_Passage to read_
######

The impetus for this episode was a brief exchange between Axelle and Nicolas on the blog entitled: Gorgias and Socrates: The Feast of Friendship.  I thought it would be excellent to invite them to the Digital Dialogue to discuss the issues they raised there about the possibility of a noble kind of rhetoric, one that would not necessitate a polemical relationship between rhetoric and philosophy.

Digital Dialogue 21 with Axelle Karera and Nicolas Parra: Rhetoric and Philosophy

There were a number of passages to which Nicolas and Axelle appealed in the course of the discussion.  Nicolas referred to these:

  1. (455d7-456c5) where Gorgias uncovers to Socrates the power of rhetoric and tells his story with the sick person and his brother, the physician.
  2. (497b5-11) Gorgias' first intervention in the conversation of Socrates with Callicles.
  3. (506a10-506b3) Gorgias' second intervention in the conversation of Socrates with Callicles.
  4. (521d7-522a8) Socrates' statement that he is the one who practices the true political art and where he compares himself with a doctor.

######

Point localization entries

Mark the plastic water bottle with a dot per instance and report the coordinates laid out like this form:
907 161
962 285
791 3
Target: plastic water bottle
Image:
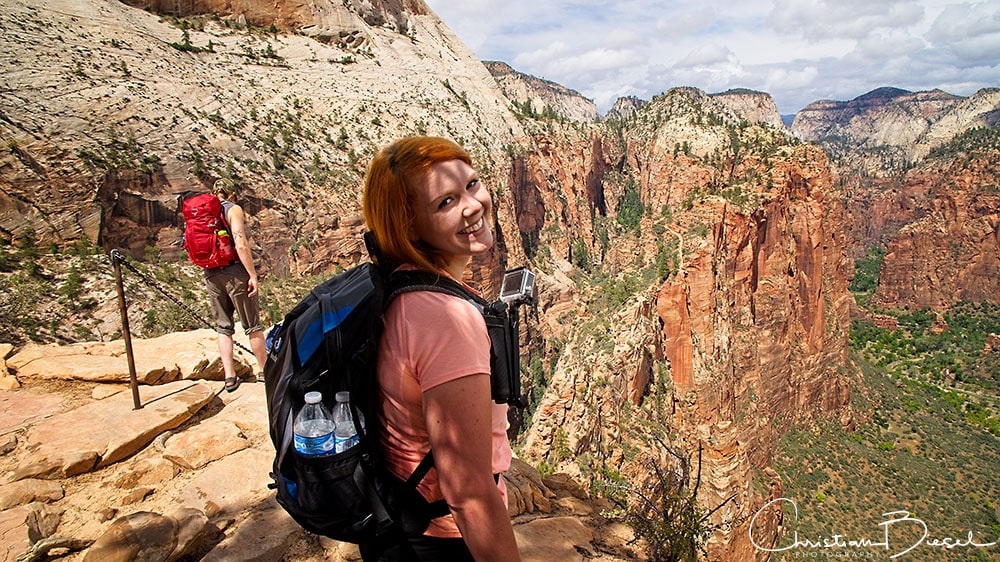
347 435
314 428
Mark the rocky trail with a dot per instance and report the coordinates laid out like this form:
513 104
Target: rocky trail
87 476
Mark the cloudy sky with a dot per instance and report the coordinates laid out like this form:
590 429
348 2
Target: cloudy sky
799 51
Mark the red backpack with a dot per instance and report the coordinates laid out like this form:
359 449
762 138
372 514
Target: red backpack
206 233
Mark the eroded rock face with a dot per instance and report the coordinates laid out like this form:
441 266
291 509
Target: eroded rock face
952 252
746 335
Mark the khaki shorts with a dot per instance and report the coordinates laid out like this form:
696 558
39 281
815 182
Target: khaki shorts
227 293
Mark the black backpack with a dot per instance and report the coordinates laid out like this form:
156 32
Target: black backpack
329 343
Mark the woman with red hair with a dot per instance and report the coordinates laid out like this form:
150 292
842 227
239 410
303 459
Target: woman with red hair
427 209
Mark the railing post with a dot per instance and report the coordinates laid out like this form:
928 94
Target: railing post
116 258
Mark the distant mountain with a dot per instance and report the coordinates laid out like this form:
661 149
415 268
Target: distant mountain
540 97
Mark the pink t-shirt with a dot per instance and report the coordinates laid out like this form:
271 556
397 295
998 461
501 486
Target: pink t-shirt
431 338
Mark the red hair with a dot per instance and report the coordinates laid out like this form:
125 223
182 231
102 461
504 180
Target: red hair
390 195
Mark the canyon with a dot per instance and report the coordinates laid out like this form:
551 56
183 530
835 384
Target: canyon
693 254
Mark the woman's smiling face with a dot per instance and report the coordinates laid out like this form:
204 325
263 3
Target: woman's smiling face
452 213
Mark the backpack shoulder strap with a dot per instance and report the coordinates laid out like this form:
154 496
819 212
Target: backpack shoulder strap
417 280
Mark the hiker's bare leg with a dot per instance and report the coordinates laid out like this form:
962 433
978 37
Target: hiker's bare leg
259 350
226 354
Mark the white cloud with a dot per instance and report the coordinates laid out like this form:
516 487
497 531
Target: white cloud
799 51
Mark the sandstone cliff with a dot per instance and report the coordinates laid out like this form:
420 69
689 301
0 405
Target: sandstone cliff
757 107
744 331
541 97
918 169
691 267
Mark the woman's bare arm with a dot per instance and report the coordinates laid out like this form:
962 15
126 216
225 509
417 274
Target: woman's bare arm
459 425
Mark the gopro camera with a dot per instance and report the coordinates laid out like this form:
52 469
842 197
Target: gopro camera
518 286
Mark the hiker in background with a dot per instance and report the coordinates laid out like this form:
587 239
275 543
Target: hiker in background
428 210
235 288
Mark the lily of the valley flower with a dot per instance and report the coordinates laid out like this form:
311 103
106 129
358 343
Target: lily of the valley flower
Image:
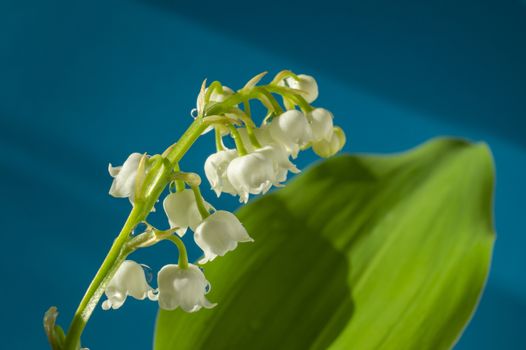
128 280
123 185
291 130
183 287
216 171
306 83
321 124
218 234
181 209
250 174
329 148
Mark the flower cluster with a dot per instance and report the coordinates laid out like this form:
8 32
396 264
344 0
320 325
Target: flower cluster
262 158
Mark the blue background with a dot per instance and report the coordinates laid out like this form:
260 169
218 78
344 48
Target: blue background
84 83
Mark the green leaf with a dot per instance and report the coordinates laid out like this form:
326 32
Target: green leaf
359 252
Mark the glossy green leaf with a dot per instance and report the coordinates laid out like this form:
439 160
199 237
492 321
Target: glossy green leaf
359 252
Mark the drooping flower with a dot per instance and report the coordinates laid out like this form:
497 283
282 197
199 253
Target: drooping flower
216 171
329 148
306 83
181 209
123 185
183 287
291 130
252 173
321 124
218 234
128 280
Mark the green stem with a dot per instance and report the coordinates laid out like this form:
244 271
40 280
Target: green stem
156 183
219 140
183 256
96 288
241 150
179 184
247 119
200 202
175 152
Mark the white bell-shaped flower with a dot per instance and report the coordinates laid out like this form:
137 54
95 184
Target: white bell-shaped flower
123 185
181 210
306 83
128 280
280 161
220 233
291 130
321 124
329 148
250 174
185 288
216 171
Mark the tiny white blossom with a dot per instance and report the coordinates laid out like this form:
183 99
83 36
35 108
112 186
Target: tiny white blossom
181 209
329 148
216 171
184 288
218 234
128 280
321 124
250 174
291 130
306 83
123 185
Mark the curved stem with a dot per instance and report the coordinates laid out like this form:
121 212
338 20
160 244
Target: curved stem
179 184
241 150
183 256
219 140
104 274
200 202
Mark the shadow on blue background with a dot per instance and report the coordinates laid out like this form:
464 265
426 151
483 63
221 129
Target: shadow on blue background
86 83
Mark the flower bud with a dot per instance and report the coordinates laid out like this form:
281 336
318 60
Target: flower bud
183 287
215 96
181 209
128 280
306 83
218 234
124 176
280 161
321 124
216 171
327 149
291 130
250 174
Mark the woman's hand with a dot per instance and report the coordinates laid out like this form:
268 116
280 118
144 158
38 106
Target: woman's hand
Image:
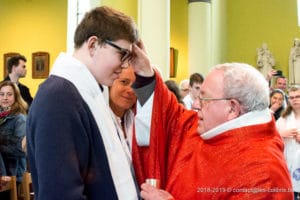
289 133
151 193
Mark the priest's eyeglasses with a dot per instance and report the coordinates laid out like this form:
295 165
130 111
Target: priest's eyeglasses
294 97
204 101
125 53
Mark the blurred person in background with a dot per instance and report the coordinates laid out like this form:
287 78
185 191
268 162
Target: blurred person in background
289 128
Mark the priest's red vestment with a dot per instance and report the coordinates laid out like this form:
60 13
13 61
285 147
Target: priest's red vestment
242 163
170 124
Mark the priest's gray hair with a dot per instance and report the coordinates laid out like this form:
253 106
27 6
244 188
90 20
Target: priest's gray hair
245 84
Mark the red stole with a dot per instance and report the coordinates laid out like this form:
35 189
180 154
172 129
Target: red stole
170 123
243 163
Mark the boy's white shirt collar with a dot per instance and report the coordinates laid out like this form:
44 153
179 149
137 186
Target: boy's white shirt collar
73 70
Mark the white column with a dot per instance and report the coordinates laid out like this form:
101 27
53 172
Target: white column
199 32
154 29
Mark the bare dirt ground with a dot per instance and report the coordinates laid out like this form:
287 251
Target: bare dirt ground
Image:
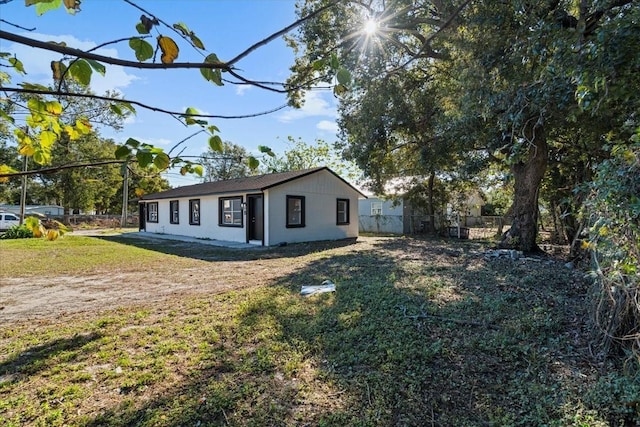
38 298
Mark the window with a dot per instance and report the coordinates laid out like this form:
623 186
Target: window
152 212
342 212
194 211
295 211
376 208
174 217
230 211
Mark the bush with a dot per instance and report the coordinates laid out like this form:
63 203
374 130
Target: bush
613 209
17 232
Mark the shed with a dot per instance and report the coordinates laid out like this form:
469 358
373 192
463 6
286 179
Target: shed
272 209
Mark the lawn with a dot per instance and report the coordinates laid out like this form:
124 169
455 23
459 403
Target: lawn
420 332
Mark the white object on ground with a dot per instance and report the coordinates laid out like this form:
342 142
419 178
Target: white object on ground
327 286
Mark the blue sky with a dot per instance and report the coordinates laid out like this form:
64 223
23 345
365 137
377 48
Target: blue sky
226 27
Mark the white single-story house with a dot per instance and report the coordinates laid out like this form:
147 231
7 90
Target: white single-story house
288 207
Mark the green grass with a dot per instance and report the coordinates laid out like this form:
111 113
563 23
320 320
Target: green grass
413 336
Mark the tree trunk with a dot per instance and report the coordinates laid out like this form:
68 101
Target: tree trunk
430 207
528 174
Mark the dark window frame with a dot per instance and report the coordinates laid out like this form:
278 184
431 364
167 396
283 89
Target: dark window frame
174 219
290 218
150 212
195 219
221 212
347 212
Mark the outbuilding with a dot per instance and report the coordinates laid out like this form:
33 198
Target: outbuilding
267 210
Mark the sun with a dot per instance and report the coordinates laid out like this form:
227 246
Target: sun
370 27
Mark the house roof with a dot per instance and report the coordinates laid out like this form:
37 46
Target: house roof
255 183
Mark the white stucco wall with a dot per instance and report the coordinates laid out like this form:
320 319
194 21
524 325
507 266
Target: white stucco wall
208 228
321 191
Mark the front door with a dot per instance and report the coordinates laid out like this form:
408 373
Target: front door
142 217
255 217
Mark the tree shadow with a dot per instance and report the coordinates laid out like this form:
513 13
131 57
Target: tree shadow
40 357
205 252
418 332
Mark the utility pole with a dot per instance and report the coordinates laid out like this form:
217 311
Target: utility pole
125 195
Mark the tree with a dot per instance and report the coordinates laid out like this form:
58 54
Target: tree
504 74
87 188
227 164
306 156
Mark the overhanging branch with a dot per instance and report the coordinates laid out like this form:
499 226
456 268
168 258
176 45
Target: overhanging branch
61 167
108 59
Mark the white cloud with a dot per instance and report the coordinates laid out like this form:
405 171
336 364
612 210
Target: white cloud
328 126
314 105
37 63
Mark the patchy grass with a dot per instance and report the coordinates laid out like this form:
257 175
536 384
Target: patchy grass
419 332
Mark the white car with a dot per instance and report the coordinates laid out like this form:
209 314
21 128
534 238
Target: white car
8 220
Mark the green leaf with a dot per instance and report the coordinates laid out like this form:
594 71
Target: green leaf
127 106
340 90
334 62
318 65
15 63
212 75
6 117
169 49
161 161
32 86
133 143
80 70
44 6
144 158
115 109
122 152
98 67
141 28
196 41
142 49
193 121
215 142
182 27
253 163
47 139
266 150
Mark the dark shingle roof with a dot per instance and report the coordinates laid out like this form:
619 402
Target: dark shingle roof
247 184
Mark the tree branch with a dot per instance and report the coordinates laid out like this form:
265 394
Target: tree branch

######

_To do_
[1] Do these statements agree with the Digital Dialogue passage? (a) The episode was prompted by an exchange between Axelle and Nicolas on a blog. (b) In 455d7-456c5, Socrates tells a story about a sick person. (c) In 521d7-522a8, Socrates compares himself with a doctor.
[2] How would the Digital Dialogue passage read, starting with "The impetus for" and going on through "brother, the physician.", if "physician" were swapped for "doctor"?

_Solutions to the problems_
[1]
(a) Yes: "The impetus for this episode was a brief exchange between Axelle and Nicolas on the blog entitled: Gorgias and Socrates: The Feast of Friendship."
(b) No: "where Gorgias uncovers to Socrates the power of rhetoric and tells his story with the sick person and his brother, the physician."
(c) Yes: "where he compares himself with a doctor."

[2]
The impetus for this episode was a brief exchange between Axelle and Nicolas on the blog entitled: Gorgias and Socrates: The Feast of Friendship.  I thought it would be excellent to invite them to the Digital Dialogue to discuss the issues they raised there about the possibility of a noble kind of rhetoric, one that would not necessitate a polemical relationship between rhetoric and philosophy.

Digital Dialogue 21 with Axelle Karera and Nicolas Parra: Rhetoric and Philosophy

There were a number of passages to which Nicolas and Axelle appealed in the course of the discussion.  Nicolas referred to these:

  1. (455d7-456c5) where Gorgias uncovers to Socrates the power of rhetoric and tells his story with the sick person and his brother, the doctor.